[Material provided]

-- Opening Marker --

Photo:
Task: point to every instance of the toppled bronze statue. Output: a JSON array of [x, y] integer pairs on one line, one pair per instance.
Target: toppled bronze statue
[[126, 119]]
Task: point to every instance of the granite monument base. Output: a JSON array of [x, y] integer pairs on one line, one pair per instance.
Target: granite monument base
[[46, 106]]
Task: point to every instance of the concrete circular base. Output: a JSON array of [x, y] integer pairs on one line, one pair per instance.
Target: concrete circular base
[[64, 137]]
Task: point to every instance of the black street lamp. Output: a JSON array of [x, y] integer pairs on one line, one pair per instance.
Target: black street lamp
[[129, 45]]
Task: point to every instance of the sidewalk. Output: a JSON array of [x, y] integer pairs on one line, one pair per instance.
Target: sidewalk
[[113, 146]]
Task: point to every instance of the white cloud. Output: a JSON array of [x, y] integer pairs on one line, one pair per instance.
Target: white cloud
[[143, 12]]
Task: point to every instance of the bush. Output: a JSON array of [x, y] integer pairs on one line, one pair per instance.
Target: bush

-- Closing Marker --
-- Opening Marker --

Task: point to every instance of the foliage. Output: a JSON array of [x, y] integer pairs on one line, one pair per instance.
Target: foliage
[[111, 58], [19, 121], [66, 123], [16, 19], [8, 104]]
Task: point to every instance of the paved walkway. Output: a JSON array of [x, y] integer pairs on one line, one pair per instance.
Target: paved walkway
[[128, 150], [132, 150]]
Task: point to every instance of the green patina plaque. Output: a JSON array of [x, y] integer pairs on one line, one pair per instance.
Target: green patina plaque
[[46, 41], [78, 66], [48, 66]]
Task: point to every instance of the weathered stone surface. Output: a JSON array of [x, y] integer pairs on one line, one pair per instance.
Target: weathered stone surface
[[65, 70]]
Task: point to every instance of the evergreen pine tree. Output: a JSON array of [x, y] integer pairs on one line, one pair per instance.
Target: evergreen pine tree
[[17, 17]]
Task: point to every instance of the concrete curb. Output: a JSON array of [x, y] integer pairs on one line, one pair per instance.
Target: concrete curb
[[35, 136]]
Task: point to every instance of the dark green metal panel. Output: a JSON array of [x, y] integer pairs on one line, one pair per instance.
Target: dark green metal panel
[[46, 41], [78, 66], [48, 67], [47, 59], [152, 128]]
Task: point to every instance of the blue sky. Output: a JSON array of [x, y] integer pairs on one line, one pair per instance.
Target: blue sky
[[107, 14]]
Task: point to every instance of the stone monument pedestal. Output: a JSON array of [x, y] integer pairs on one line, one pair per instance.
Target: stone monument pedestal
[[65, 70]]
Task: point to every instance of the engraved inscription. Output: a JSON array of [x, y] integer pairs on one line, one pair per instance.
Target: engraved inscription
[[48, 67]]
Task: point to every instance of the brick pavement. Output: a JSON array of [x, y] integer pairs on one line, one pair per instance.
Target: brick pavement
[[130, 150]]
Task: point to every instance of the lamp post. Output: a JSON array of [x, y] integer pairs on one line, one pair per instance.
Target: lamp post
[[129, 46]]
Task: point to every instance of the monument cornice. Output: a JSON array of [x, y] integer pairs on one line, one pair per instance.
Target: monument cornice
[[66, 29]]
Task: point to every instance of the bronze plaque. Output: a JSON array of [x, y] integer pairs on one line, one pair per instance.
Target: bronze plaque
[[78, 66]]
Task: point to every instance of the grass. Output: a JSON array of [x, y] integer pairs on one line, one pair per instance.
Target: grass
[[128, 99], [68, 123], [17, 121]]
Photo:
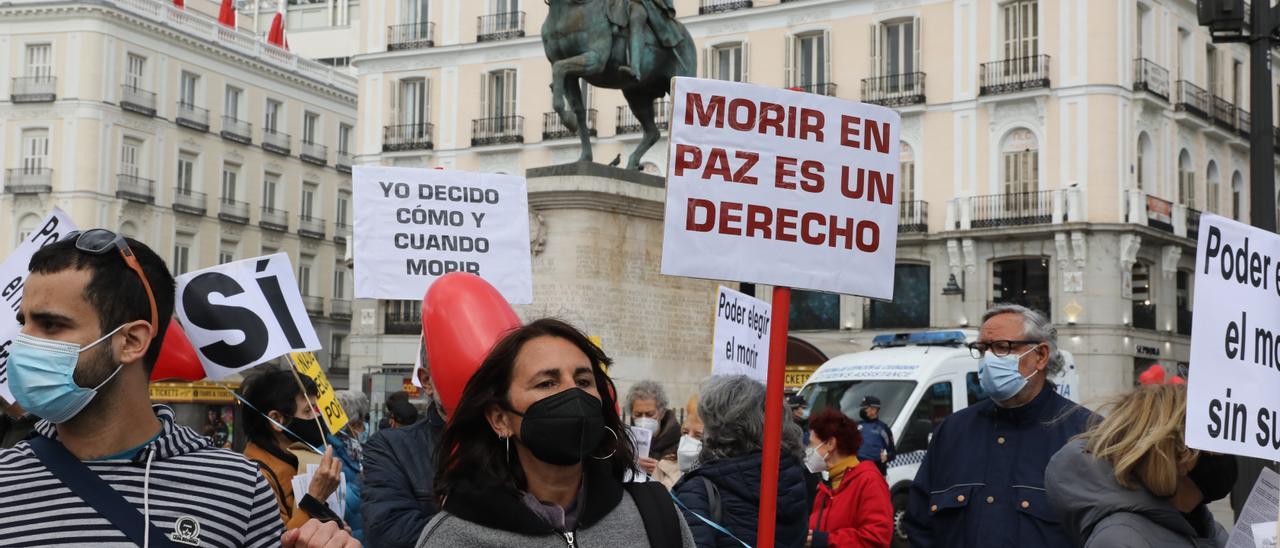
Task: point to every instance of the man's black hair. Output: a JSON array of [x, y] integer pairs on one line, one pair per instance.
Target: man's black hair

-- Closing Marker --
-- Opening Marker --

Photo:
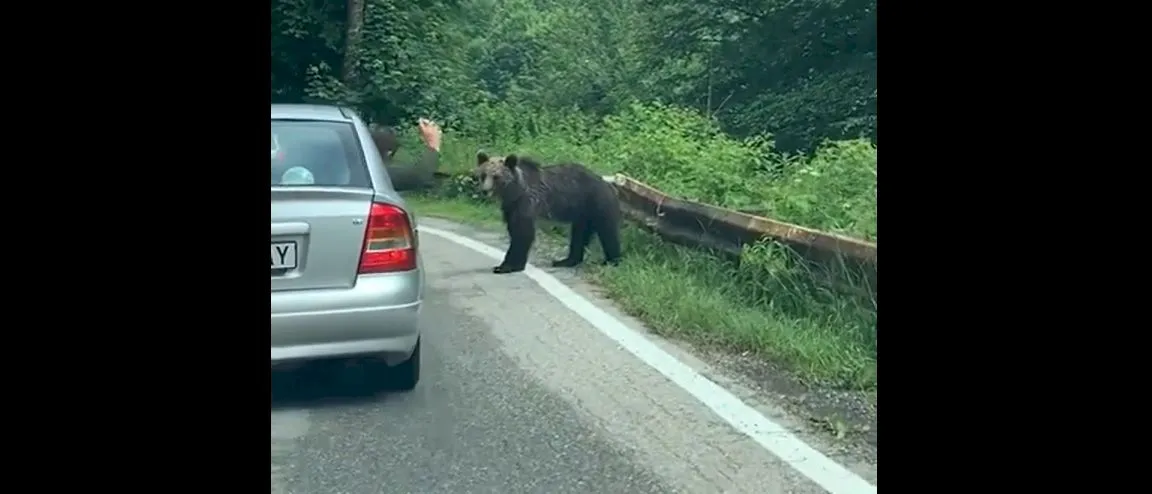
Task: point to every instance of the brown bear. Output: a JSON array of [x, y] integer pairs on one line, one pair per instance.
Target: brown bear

-- Closing Marker --

Your answer should be the lines above from the one containing "Task: point to every instance of the evergreen" through the one containing "Task: point to every instance of the concrete curb.", copied exactly and with both ends kept.

Task: point to every instance of the evergreen pine tree. Output: a JSON array of [x, y] integer pairs on one line, one pair per instance.
Target: evergreen pine tree
[[17, 17]]
Task: point to every instance of the concrete curb. Output: a JSON array of [x, y] integer pairs on one line, one pair per instance.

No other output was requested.